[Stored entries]
--- Start ---

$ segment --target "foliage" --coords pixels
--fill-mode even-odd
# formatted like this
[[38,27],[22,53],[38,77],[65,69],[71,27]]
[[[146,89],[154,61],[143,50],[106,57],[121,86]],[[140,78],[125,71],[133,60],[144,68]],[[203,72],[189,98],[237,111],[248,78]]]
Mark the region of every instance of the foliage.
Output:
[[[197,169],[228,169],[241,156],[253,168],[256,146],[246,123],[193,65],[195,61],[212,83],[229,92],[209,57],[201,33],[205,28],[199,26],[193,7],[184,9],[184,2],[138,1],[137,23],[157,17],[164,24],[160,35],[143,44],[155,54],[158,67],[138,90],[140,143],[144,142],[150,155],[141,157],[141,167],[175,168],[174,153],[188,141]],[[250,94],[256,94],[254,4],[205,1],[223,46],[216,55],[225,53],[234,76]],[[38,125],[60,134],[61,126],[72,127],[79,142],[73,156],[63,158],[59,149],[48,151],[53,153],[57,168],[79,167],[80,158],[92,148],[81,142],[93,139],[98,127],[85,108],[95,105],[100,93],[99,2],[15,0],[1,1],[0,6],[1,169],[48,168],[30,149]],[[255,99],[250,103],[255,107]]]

--- End ---

▶ _Task details_: Rewrite every record above in full, requests included, scaling each polygon coordinate in the answers by 1.95 and rounding to the nearest whole number, with halves rounded up. Leave the numbers in the requests and in their format samples unchanged.

▶ _Solution to this task_:
$ segment --target "foliage" --coords pixels
--fill-mode even-odd
# formatted like this
[[38,27],[22,53],[38,77],[65,69],[71,27]]
[[[146,89],[154,61],[143,50],[106,57],[121,86]],[[140,78],[125,71],[133,60],[144,68]],[[203,72],[189,98],[237,111],[248,78]]]
Mark the region of every instance of the foliage.
Output:
[[[384,330],[445,330],[470,304],[493,328],[499,285],[480,240],[376,127],[380,119],[413,162],[447,179],[408,111],[392,64],[400,55],[388,51],[376,14],[359,18],[359,4],[269,2],[267,45],[306,33],[320,47],[312,68],[279,86],[302,105],[308,131],[269,176],[273,279],[281,277],[293,302],[275,306],[275,326],[341,328],[339,298],[367,275]],[[488,183],[499,183],[495,8],[400,2],[435,90],[421,107],[439,103],[456,148]],[[74,244],[117,261],[119,246],[140,248],[154,277],[142,304],[123,308],[115,291],[94,294],[103,298],[111,328],[154,326],[156,308],[179,289],[158,277],[181,271],[191,248],[166,211],[185,205],[195,181],[193,4],[29,0],[2,2],[0,12],[2,330],[94,328],[59,291]],[[497,193],[488,201],[497,209]]]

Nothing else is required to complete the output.